**Task instructions**
Print each of the entries below word for word, with no changes.

--- start of Exercise material ---

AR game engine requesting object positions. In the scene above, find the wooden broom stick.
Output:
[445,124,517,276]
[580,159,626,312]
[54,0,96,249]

--- end of Exercise material ---

**Problem solution**
AR game engine requesting object positions. In the scene above, find the wooden broom stick.
Output:
[445,124,517,276]
[580,159,626,312]
[54,0,96,249]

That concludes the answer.